[ENTRIES]:

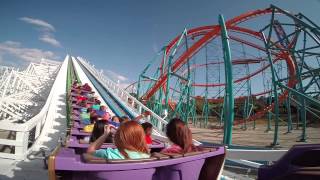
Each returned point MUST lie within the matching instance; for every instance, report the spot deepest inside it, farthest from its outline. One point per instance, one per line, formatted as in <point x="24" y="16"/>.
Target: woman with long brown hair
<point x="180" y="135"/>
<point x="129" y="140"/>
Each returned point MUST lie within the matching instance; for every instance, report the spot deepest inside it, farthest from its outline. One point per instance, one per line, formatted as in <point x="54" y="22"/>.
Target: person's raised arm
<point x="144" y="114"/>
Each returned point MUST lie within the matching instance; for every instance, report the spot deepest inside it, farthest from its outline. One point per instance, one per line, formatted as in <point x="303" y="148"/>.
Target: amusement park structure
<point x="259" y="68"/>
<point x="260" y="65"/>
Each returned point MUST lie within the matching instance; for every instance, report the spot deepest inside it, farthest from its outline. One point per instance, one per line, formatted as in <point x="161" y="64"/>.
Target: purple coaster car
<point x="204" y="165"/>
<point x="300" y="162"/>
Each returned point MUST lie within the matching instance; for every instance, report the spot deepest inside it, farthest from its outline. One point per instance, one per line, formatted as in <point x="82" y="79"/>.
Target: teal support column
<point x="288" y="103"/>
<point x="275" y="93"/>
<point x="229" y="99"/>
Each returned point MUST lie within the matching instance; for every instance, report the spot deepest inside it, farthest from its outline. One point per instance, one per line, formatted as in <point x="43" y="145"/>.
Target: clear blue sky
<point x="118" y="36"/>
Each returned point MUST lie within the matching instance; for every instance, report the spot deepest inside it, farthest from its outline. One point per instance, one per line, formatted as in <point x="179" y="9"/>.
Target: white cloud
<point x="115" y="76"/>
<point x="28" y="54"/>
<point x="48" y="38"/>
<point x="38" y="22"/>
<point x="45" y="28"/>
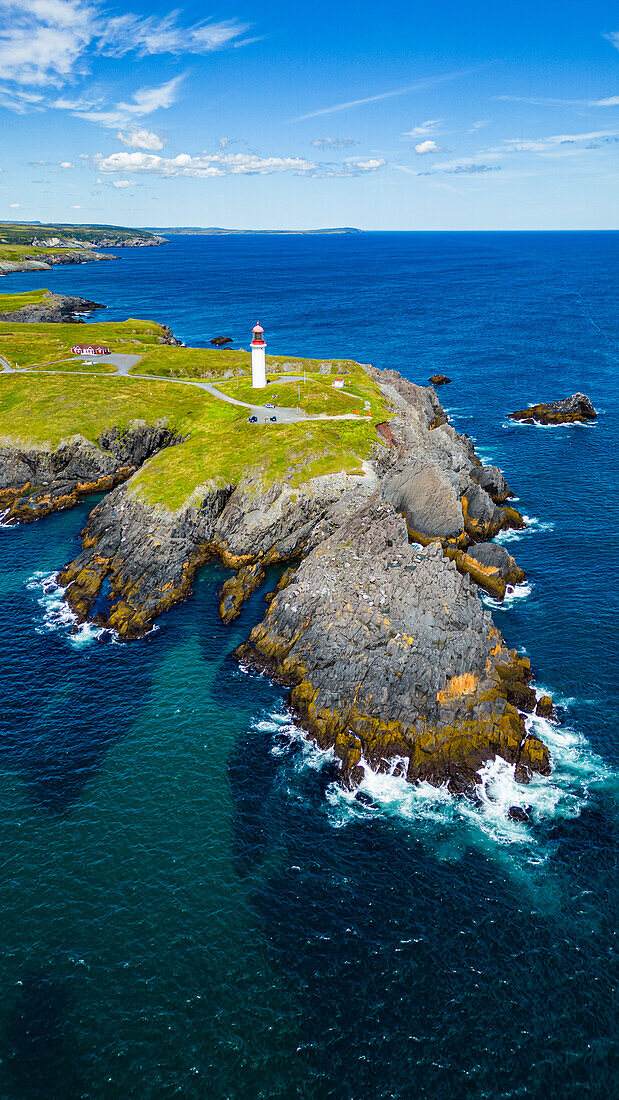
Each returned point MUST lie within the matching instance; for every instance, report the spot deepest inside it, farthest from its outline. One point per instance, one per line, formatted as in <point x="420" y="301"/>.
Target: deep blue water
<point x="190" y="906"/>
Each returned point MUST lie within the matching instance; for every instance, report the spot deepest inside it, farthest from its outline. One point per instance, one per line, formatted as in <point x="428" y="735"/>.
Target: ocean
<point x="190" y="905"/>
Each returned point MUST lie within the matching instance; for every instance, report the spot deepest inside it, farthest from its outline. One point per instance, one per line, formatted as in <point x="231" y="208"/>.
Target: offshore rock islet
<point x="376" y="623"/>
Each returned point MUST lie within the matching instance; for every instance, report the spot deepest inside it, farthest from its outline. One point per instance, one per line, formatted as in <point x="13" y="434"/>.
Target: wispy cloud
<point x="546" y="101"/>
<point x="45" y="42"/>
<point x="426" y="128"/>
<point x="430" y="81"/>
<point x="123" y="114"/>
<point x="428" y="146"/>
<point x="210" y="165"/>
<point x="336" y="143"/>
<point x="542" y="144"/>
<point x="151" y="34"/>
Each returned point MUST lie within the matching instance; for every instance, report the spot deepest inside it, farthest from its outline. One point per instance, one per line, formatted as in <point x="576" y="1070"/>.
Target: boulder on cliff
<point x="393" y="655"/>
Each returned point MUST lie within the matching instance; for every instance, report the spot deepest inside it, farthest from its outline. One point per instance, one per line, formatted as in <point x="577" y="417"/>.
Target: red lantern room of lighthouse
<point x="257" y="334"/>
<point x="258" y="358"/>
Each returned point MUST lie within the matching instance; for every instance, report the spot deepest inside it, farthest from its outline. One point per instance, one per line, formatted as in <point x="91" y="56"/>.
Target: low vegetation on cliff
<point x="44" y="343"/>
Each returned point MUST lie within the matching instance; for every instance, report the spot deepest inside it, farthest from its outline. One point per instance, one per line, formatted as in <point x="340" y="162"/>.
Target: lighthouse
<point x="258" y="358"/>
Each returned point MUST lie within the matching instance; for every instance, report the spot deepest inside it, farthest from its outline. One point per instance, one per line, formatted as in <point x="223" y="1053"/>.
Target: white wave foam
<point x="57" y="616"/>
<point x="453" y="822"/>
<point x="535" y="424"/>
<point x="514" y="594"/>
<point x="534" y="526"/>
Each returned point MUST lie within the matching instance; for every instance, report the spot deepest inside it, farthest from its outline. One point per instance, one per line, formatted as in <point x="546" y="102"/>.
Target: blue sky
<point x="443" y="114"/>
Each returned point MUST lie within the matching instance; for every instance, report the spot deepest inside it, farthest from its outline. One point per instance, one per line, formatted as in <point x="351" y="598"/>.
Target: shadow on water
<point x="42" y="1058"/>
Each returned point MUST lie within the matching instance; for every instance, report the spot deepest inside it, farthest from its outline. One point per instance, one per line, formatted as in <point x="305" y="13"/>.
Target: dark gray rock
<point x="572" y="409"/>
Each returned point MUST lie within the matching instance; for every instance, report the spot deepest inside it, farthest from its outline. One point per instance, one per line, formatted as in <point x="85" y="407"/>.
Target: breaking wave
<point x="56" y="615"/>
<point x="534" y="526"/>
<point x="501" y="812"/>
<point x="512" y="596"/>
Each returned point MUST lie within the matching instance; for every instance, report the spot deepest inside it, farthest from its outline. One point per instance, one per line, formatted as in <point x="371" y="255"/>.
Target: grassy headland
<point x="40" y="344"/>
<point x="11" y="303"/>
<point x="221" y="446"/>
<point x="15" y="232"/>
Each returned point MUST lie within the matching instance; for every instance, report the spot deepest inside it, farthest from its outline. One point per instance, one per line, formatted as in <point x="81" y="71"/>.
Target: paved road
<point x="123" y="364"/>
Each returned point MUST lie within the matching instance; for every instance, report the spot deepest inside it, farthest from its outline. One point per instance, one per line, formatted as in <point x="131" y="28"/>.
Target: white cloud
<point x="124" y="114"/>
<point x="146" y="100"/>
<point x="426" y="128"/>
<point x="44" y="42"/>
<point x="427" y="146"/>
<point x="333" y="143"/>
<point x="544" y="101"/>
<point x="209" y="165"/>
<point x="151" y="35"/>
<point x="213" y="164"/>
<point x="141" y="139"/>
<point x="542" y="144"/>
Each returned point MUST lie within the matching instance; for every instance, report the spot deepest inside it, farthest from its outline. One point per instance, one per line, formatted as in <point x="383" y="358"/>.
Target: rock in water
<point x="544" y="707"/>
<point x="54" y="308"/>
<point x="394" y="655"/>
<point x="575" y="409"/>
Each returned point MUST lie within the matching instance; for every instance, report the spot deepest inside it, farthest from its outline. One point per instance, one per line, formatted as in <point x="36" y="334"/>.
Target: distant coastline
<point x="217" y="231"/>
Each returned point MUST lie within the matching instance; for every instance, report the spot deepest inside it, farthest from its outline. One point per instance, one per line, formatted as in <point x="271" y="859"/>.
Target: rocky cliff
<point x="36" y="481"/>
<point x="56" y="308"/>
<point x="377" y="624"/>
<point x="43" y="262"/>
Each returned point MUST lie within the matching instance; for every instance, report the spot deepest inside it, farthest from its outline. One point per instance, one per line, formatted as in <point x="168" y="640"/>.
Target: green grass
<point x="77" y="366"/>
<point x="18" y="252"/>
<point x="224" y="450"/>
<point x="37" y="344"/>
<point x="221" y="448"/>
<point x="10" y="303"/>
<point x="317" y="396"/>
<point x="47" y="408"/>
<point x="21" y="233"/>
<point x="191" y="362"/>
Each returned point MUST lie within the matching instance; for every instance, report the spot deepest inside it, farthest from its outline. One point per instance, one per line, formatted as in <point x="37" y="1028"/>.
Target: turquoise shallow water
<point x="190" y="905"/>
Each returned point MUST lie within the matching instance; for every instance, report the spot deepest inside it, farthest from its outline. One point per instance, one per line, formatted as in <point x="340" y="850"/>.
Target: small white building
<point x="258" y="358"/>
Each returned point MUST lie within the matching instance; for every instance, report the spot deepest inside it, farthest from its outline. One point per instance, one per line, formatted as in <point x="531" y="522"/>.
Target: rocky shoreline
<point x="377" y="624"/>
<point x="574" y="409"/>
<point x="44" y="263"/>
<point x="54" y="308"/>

[WRITTEN PROBLEM]:
Report how many lines of the rows above contain the string "cliff", with case counting. Reply with the number alone.

[THE SOLUTION]:
3